» INSTRUCTIONS FOR THE TASK
Pull every line in the data below that contains the word "hand" and copy each one unchanged.

» DATASET
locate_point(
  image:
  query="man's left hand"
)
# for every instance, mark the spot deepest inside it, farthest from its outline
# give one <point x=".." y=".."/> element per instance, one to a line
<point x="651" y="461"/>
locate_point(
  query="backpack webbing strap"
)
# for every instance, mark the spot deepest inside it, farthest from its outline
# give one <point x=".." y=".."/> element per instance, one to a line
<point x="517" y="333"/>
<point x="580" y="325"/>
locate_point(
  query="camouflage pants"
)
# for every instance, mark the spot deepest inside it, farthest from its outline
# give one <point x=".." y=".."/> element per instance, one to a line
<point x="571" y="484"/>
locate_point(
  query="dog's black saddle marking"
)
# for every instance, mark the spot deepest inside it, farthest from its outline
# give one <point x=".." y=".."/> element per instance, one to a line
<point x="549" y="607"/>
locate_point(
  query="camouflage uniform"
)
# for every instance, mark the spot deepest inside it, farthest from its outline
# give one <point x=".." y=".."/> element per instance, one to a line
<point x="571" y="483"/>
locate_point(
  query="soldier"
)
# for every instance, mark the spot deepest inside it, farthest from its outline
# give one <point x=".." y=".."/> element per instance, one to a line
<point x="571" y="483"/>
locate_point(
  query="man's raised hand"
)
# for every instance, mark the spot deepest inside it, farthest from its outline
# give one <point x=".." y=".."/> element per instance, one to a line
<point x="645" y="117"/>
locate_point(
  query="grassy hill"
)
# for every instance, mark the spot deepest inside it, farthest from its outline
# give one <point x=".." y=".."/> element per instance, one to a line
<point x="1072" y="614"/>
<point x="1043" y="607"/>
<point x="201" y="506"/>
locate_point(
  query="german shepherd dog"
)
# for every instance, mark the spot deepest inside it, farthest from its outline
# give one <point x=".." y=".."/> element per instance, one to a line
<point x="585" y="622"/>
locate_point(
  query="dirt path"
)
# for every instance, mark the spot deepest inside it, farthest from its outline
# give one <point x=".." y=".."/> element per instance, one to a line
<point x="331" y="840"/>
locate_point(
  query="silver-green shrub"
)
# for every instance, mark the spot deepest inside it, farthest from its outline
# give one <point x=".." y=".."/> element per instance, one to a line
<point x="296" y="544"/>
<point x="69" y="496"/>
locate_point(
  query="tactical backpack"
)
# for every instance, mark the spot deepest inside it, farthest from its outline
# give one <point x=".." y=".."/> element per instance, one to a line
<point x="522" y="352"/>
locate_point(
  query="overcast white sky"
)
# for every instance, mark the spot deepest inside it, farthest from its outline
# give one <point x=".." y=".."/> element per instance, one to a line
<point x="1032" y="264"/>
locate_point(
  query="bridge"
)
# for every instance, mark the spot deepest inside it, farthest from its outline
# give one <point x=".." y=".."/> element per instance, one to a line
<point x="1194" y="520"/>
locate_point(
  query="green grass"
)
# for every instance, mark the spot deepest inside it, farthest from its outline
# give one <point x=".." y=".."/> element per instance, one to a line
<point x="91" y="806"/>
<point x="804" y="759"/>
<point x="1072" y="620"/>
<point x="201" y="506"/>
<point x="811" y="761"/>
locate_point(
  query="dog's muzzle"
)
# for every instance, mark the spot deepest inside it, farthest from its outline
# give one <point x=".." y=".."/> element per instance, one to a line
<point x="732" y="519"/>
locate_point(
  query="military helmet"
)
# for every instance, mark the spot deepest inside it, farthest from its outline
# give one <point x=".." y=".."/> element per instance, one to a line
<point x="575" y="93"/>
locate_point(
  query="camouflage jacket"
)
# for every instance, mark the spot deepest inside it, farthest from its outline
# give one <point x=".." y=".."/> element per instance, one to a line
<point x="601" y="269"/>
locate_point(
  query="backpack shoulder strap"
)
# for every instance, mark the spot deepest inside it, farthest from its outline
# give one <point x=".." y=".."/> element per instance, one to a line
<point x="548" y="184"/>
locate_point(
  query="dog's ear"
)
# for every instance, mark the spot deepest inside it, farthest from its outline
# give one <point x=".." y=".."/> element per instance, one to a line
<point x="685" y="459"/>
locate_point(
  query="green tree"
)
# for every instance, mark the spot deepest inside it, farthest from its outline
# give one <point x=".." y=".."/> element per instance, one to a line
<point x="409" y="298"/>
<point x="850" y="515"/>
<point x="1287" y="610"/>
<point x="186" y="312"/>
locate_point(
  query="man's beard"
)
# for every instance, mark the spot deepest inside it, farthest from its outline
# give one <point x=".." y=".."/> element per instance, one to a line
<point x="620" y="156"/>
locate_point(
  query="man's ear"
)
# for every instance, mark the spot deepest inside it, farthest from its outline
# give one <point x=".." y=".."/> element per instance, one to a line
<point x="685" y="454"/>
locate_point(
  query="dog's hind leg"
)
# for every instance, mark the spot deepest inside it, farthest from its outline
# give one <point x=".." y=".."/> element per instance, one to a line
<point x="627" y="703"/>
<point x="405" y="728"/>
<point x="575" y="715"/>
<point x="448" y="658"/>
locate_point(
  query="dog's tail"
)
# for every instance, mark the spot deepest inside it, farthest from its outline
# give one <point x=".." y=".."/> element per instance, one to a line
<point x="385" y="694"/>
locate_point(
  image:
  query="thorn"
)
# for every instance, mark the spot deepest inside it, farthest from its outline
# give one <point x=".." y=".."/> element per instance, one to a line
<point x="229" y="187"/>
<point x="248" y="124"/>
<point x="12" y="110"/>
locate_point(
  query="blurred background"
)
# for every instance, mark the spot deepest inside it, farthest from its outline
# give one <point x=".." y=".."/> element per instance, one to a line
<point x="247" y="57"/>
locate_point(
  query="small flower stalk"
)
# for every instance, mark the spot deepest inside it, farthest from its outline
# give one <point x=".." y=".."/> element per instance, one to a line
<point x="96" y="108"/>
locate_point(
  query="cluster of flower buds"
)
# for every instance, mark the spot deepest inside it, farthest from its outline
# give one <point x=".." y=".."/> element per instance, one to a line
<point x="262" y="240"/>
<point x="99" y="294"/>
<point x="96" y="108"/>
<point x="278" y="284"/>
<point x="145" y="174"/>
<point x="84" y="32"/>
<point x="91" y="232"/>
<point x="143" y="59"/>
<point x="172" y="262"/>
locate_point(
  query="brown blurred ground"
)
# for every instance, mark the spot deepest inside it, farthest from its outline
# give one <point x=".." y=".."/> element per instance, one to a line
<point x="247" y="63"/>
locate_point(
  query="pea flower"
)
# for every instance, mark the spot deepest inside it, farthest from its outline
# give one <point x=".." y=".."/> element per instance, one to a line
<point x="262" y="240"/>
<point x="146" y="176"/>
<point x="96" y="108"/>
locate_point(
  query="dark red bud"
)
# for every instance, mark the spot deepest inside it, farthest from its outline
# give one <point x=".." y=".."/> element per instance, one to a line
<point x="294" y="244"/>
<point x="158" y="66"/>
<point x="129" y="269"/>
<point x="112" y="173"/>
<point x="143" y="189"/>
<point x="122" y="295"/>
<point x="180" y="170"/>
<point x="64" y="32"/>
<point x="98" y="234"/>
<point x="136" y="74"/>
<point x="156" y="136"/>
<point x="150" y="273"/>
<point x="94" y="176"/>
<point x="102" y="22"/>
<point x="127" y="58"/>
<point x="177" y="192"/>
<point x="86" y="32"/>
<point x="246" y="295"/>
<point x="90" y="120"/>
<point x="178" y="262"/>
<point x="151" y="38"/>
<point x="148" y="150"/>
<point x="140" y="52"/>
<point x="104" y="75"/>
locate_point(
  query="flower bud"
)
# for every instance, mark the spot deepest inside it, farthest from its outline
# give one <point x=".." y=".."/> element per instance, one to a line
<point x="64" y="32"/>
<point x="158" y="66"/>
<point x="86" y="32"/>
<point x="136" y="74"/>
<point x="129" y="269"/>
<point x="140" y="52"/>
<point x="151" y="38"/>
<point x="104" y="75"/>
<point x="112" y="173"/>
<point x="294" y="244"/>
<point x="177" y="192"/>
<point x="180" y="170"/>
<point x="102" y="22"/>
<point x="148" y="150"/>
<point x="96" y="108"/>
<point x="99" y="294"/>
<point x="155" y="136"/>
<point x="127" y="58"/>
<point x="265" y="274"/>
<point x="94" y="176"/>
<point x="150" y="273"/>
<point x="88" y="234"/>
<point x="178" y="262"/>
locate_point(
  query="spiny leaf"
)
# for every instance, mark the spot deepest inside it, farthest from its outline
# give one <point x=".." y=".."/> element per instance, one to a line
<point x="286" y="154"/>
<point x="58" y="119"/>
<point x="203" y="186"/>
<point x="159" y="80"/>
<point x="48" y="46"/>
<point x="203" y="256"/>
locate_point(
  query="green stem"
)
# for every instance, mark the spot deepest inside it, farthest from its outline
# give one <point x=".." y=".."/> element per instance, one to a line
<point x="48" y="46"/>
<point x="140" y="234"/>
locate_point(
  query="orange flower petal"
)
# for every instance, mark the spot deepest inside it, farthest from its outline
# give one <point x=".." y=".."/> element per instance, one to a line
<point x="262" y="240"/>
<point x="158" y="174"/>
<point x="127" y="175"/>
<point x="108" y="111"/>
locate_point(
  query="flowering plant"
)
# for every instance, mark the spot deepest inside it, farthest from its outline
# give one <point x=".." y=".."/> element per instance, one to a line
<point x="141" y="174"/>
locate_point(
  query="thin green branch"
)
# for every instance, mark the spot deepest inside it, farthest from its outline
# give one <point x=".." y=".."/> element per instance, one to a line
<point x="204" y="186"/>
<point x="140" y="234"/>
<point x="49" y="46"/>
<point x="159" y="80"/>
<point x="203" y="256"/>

» ANSWER
  query="man's left hand"
  query="man's raised hand"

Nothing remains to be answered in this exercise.